**Passage given:**
◆ ◆ ◆ ◆ ◆ ◆ ◆

Example 1: Creating a repository and triple indices

Listing catalogs

The first task is to attach to our AllegroGraph Server and open a repository. To achieve this we build a chain of Python objects, ending in a “connection” object that lets us manipulate triples in a specific repository. The overall process of generating the connection object follows this diagram:

The first example opens (or creates) a repository by building a series of client-side objects, culminating in a “connection” object.

The connection object contains the methods that let us manipulate triples in a specific repository.

img-connection

The example first connects to an AllegroGraph Server by providing the endpoint (host IP address and port number) of an already-launched AllegroGraph server. This creates a client-side server object, which can access the AllegroGraph server’s list of available catalogs through the listCatalogs() method. Note that the name of the root catalog will be represented by None:

from franz.openrdf.sail.allegrographserver import AllegroGraphServer

print("Connecting to AllegroGraph server --",
      "host:'%s' port:%s" % (AGRAPH_HOST, AGRAPH_PORT))
server = AllegroGraphServer(AGRAPH_HOST, AGRAPH_PORT,
                            AGRAPH_USER, AGRAPH_PASSWORD)
print("Available catalogs:")
for cat_name in server.listCatalogs():
    if cat_name is None:
        print('  - <root catalog>')
    else:
        print('  - ' + str(cat_name))

This is the output so far:

Connecting to AllegroGraph server -- host:'...

◆ ◆ ◆ ◆ ◆ ◆ ◆

**Data lines:**
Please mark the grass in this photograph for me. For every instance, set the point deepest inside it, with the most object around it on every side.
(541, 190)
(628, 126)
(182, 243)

◆ ◆ ◆ ◆ ◆ ◆ ◆

**Task instructions:**
1 - Answer from the AllegroGraph passage:
(a) Which object lets us manipulate triples in a specific repository?
(b) Which method of the server object lists the available catalogs?
(c) What represents the name of the root catalog?
2 - Extend the AllegroGraph passage from the point where it stops.
The lines have nothing to do with the AllegroGraph passage.

**The replies:**
1 -
(a) The "connection" object.
(b) listCatalogs().
(c) None.

2 -
Available catalogs:
  - <root catalog>
  ...

This output says that the server has the root catalog and possibly also some other catalogs that someone has created for some experimentation.

Listing repositories

In the next part of this example, we use the openCatalog() method to create a client-side catalog object. In this example we will connect to the catalog specified in AGRAPH_CATALOG. When we look inside that catalog, we can see which repositories are available:

catalog = server.openCatalog(AGRAPH_CATALOG)
print("Available repositories in catalog '%s':" % catalog.getName())
for repo_name in catalog.listRepositories():
    print('  - ' + repo_name)

The corresponding output lists the available repositories. When you run the examples, you may see a different list of repositories.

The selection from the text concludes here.